**The input**
==============================
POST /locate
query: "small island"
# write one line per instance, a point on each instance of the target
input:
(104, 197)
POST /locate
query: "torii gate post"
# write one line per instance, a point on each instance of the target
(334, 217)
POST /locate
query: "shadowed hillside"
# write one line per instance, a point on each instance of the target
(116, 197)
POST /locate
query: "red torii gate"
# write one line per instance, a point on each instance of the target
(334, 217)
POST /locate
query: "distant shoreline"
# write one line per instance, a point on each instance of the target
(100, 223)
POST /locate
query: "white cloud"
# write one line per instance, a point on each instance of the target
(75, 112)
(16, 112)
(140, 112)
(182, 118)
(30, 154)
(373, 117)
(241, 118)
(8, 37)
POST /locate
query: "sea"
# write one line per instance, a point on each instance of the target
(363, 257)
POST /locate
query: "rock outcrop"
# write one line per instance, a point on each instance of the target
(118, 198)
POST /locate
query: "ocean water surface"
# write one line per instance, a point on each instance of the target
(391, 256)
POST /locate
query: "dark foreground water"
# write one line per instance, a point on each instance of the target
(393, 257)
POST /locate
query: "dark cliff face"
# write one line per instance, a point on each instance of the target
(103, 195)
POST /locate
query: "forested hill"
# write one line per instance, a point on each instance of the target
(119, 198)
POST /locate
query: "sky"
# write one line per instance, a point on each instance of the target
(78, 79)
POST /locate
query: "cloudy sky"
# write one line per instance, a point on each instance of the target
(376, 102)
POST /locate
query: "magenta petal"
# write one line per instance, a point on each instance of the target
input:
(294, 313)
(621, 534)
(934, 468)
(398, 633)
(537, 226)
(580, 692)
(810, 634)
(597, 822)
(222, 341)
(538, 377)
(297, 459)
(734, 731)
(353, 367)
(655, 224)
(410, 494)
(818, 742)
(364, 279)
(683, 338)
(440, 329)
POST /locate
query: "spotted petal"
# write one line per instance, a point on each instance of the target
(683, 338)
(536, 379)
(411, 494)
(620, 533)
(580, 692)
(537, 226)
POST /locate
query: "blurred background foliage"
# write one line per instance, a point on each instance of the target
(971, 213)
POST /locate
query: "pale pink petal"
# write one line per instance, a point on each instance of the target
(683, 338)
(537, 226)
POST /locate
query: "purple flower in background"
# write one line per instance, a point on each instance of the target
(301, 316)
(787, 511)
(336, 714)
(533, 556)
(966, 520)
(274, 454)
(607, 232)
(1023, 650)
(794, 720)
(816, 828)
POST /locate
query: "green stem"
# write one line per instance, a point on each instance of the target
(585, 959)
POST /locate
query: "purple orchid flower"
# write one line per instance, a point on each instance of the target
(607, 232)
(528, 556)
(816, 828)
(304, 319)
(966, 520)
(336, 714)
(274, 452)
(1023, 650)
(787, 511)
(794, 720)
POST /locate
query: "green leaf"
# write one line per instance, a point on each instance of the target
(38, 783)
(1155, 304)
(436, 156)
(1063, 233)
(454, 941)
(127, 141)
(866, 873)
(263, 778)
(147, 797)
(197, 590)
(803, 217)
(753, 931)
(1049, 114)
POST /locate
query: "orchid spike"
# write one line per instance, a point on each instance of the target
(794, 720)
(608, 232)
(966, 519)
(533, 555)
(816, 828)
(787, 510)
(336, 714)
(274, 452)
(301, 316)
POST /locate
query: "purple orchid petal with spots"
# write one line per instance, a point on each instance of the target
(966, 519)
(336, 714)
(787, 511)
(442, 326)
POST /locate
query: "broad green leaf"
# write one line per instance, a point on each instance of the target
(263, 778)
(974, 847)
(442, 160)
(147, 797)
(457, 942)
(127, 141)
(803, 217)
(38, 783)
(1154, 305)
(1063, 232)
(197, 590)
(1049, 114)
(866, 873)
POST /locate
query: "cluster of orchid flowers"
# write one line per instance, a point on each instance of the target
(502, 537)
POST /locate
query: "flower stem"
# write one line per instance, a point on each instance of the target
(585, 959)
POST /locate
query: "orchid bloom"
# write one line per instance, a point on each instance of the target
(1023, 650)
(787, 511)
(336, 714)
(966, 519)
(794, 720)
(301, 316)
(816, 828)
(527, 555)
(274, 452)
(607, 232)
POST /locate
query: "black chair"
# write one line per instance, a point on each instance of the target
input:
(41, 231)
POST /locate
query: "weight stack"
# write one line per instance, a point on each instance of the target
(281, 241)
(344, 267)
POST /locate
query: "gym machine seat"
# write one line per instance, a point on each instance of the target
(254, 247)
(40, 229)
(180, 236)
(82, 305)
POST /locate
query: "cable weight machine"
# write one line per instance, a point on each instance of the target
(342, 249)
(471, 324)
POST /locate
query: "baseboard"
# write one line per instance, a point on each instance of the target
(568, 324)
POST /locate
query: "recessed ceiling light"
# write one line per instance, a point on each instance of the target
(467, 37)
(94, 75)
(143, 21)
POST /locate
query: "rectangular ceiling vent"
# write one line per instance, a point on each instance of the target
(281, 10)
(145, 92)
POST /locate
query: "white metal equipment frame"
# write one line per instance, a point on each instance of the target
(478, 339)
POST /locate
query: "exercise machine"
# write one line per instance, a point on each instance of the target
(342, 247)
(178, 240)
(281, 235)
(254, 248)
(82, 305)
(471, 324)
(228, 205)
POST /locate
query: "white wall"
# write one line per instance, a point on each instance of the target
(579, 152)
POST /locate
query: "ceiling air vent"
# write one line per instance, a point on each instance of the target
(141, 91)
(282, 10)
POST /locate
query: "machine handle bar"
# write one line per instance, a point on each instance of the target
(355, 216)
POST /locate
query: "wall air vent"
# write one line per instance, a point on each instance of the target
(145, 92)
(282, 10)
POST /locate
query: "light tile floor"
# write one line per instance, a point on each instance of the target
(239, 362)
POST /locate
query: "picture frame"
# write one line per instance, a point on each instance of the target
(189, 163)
==============================
**Exercise brief**
Reproduce the data above in full, with no line missing.

**Answer box**
POST /locate
query: "small island"
# write one line per instance, a point on each instance of the target
input:
(104, 197)
POST /locate
query: "torii gate post"
# write one line per instance, a point on each instance of the target
(334, 217)
POST /locate
query: "shadowed hillside"
# write one line per instance, a point on each instance of the target
(116, 197)
POST /locate
query: "red torii gate"
# write one line per instance, a point on each instance of the target
(334, 217)
POST /locate
query: "distant shoreline"
# write one line per instance, a point on each instance of the target
(100, 223)
POST /locate
query: "white cloud"
# write one line per instance, a point on each instance of the target
(75, 112)
(16, 112)
(140, 112)
(182, 118)
(30, 154)
(373, 117)
(241, 118)
(8, 37)
POST /locate
query: "sea"
# write one line per instance, a point on each instance of the target
(363, 257)
POST /locate
query: "rock outcrop"
# write one line per instance, a point on each instance of the target
(118, 198)
POST /locate
query: "ocean water surface"
# write one line per instance, a point on each instance of the target
(391, 256)
POST /locate
query: "dark foreground water"
# write one line per instance, a point on each instance of the target
(393, 257)
POST /locate
query: "dark cliff face"
# write one line per instance, a point on each instance of the target
(103, 195)
POST /locate
query: "forested hill"
# write one line per instance, a point on each instance of the target
(119, 198)
POST /locate
query: "sky"
# write one line per instance, a point on each instance of the target
(78, 79)
POST /locate
query: "cloudy sky"
# write one line per instance, a point on each instance of the target
(376, 102)
POST /locate
query: "magenta petal"
# write one line per instance, a point on each instance of the target
input:
(294, 313)
(621, 534)
(934, 468)
(398, 633)
(537, 226)
(580, 692)
(810, 634)
(597, 822)
(222, 341)
(538, 377)
(297, 459)
(734, 731)
(353, 367)
(655, 224)
(410, 494)
(818, 742)
(364, 279)
(683, 338)
(440, 329)
POST /locate
query: "spotted petal"
# write one line per instance, a point on each instance of the target
(683, 338)
(536, 379)
(411, 494)
(620, 533)
(580, 692)
(537, 226)
POST /locate
query: "blurred background foliage"
# write one line per instance, a point on each instance of the target
(971, 213)
POST /locate
query: "pale pink petal"
# write one line per instance, a point on each instance of the target
(683, 338)
(537, 226)
POST /locate
query: "purple flower in background"
# write one line per instance, a point on each instance of the target
(301, 316)
(787, 511)
(336, 714)
(533, 556)
(966, 520)
(274, 454)
(607, 232)
(1023, 650)
(794, 720)
(816, 828)
POST /locate
query: "green stem"
# write one line per instance, a point on each instance of the target
(585, 959)
POST /locate
query: "purple orchid flower"
# write one line per instance, a point on each instance of the target
(607, 232)
(528, 556)
(816, 828)
(304, 319)
(966, 520)
(336, 714)
(274, 452)
(1023, 650)
(787, 511)
(794, 720)
POST /locate
query: "green leaf"
# write one line per instance, a point on each instance of the target
(38, 783)
(1155, 304)
(436, 156)
(1063, 233)
(454, 941)
(127, 141)
(866, 873)
(263, 778)
(147, 797)
(197, 590)
(803, 217)
(753, 931)
(1049, 114)
POST /locate
query: "orchid spike"
# write one line per instance, a point on each instance of the target
(794, 720)
(608, 232)
(966, 519)
(533, 555)
(816, 828)
(787, 510)
(336, 714)
(274, 452)
(301, 316)
POST /locate
query: "purple orchid petal with spots"
# write one line per instance, a point on each instance of the target
(966, 519)
(336, 714)
(787, 511)
(442, 326)
POST /locate
query: "broad green leaf"
# write one line per instance, a point on each instance of the target
(263, 778)
(974, 847)
(442, 160)
(147, 797)
(457, 942)
(127, 141)
(803, 217)
(38, 783)
(1154, 305)
(1063, 232)
(197, 590)
(1049, 114)
(866, 873)
POST /locate
query: "cluster of orchid flowers"
# write one line per instance, a point on each instance of the target
(502, 537)
POST /locate
query: "flower stem"
# write one line per instance, a point on each instance of the target
(585, 959)
POST /locate
query: "orchid bloom"
# write one line per instance, a point on each instance of the target
(1023, 650)
(787, 511)
(336, 714)
(966, 519)
(794, 720)
(301, 316)
(816, 828)
(527, 555)
(274, 452)
(607, 232)
POST /locate
query: "black chair"
# write one line per instance, a point on each instance of the target
input:
(41, 231)
POST /locate
query: "weight stack"
# write one line per instance, a point on each instance of the target
(281, 241)
(344, 267)
POST /locate
query: "gym machine seat"
# write one line per instance, a point on each instance of the target
(254, 247)
(40, 229)
(180, 236)
(82, 305)
POST /locate
query: "cable weight machine"
# write one line per instance, a point on each instance of the target
(342, 249)
(471, 324)
POST /locate
query: "baseboard"
# write one line per instance, a point on each instance of the target
(568, 324)
POST /locate
query: "recessed ceiling light"
# write one line per instance, a point on each instance of the target
(467, 37)
(94, 75)
(143, 21)
POST /locate
query: "rectangular ceiling vent"
# write one line per instance, a point on each instance of the target
(281, 10)
(145, 92)
POST /locate
query: "white metal equipment frame"
# write one line per instance, a point on each instance of the target
(478, 339)
POST /locate
query: "exercise machine"
# write one line per instance, a point on each instance of the target
(342, 247)
(178, 240)
(281, 235)
(254, 248)
(82, 305)
(471, 324)
(228, 205)
POST /locate
query: "white wall"
# write one line per instance, a point on each instance of the target
(579, 152)
POST /locate
query: "ceiling air vent"
# write one line per instance, a point on each instance of the target
(141, 91)
(282, 10)
POST /locate
query: "machine handle bar"
# write one line per instance, a point on each instance of the target
(355, 216)
POST /locate
query: "wall air vent"
# write one line per instance, a point on each instance of the target
(145, 92)
(282, 10)
POST /locate
query: "light tile floor"
# write one line per instance, a point on each instance of the target
(239, 362)
POST /locate
query: "picture frame"
# write one line per instance, a point on each instance of the target
(189, 163)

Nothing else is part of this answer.